> [RECORDS]:
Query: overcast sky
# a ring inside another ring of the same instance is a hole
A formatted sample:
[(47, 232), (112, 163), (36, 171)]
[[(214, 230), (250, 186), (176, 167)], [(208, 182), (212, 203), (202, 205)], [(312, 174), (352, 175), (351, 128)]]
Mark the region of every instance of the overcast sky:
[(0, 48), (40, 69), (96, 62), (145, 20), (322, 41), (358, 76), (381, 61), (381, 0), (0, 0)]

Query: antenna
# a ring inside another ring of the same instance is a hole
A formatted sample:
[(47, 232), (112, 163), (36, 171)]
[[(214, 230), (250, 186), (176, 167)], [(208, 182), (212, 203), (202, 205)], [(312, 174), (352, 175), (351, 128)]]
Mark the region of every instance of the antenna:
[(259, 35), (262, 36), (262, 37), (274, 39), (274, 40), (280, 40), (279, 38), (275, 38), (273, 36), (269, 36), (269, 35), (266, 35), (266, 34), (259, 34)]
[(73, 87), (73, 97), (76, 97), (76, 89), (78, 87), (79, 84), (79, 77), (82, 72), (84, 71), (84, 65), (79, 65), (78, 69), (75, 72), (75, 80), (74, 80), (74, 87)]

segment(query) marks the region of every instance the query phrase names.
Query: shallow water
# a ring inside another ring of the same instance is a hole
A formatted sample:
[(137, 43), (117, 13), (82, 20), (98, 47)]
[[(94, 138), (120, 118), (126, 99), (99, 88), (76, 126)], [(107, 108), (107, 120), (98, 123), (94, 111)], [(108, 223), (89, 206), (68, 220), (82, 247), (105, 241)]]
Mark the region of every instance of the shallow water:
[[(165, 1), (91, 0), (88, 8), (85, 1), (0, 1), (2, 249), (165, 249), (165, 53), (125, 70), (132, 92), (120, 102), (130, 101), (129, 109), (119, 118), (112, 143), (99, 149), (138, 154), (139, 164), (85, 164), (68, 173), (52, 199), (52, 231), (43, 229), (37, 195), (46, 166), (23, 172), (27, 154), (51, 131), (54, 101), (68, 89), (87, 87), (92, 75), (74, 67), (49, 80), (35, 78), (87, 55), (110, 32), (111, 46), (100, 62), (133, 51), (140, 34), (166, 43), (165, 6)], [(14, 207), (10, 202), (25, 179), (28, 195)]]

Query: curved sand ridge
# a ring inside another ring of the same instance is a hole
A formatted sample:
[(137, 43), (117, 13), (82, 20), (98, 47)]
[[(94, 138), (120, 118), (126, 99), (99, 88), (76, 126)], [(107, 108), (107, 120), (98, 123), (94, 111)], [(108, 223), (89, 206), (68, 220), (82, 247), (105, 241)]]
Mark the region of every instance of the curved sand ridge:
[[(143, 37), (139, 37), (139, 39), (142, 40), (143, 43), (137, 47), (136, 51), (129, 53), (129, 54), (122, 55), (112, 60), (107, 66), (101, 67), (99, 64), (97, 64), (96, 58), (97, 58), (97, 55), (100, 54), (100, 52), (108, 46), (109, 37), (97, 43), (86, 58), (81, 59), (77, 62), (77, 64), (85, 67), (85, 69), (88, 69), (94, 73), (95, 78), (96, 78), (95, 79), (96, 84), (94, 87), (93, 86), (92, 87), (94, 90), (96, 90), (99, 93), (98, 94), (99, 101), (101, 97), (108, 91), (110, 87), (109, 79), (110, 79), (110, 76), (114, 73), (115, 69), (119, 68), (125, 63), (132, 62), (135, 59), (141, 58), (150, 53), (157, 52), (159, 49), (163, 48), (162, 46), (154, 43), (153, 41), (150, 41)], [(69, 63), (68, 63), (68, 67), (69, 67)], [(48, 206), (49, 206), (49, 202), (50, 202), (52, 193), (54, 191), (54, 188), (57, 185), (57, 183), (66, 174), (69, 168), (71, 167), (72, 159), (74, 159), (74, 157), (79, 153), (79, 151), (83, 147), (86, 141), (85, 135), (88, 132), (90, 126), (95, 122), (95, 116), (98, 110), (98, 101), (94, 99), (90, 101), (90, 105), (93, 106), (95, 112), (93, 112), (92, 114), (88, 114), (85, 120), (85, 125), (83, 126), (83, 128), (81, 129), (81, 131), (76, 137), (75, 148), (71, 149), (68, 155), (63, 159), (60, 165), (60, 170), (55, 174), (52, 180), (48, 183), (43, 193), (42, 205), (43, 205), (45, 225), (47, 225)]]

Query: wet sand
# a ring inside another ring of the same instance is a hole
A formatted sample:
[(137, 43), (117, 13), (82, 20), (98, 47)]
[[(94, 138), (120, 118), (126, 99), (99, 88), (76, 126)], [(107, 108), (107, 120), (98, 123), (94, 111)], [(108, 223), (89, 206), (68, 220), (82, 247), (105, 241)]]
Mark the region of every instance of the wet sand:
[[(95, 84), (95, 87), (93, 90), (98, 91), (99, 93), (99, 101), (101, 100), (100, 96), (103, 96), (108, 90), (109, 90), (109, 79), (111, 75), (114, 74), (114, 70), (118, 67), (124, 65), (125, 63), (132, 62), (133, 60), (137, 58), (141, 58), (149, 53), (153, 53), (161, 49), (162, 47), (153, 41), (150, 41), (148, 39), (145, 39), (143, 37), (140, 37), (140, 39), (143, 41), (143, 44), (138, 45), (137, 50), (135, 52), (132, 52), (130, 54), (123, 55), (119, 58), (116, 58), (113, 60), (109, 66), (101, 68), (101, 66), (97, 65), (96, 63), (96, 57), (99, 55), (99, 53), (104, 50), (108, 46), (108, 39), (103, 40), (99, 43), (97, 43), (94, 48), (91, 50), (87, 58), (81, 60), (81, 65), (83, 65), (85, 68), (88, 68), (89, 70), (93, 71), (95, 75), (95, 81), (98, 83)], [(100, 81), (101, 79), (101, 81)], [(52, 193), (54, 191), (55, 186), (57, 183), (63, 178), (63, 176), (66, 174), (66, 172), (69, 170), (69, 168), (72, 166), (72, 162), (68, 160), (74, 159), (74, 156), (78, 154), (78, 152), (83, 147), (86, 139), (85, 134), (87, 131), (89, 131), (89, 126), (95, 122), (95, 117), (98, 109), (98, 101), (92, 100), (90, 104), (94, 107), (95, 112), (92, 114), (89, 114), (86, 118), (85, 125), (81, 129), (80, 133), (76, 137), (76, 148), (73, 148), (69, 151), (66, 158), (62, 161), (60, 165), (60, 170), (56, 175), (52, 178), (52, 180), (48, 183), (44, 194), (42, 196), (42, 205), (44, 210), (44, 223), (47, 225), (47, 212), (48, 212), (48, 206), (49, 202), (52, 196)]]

> [YOUR GOAL]: Return each line from the items above that contains the word "region", matching case exactly.

> [ANSWER TO THIS TASK]:
Mark the region of every instance of the overcast sky:
Mark the region of every instance of the antenna:
segment(query) marks the region of every instance the query phrase names.
Mark the region of every instance of the shallow water:
Mark the region of every instance of the curved sand ridge:
Mark the region of every instance of the wet sand:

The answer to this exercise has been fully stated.